Summary: “The Queen of Spades”

“The Queen of Spades” is a short story by Russian author Alexander Pushkin, first published in 1834. In the story, a young army officer becomes obsessed with learning a trick to win vast sums of money at cards. The story has been adapted into films, radio broadcasts, and operas. Many scholars consider Pushkin to be one of the greatest Russian writers and the founder of modern Russian literature. His most famous works include Eugene Onegin, The Bronze Horseman, The Captain's Daughter, and Boris Godunov.

This guide uses the Alma Classics translation by Paul Debreczeny, published in 2011.

Chapter 1 Summary

Narumov, an officer in the Russian Army, hosts a card party at his house. A soldier named Hermann sits and drinks with the men but does not play. He claims to be interested in the game, but he is “not in a position to sacrifice the necessary in the hope of gaining the superfluous” (7).

Another guest, Tomsky, tells a story about his 80-year-old grandmother, Countess Anna Fedotovna. While staying at the French court, Countess Anna lost a large sum of money to the Duke of Orleans. Her typically timid husband was furious at the loss and refused to pay the debt, much to Anna’s surprise. Anna goes to her friend, Count Saint-Germain, who teaches her a supernatural trick to win at the card game faro. Using the trick, she wins back “everything she had lost” (9).

> **Given instruction**
In the story summary above, what card game does Count Saint-Germain's trick help Countess Anna win?

> **Record excerpts**

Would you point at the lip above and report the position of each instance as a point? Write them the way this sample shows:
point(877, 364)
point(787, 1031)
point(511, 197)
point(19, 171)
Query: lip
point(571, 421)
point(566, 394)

> **Expected output**
Faro.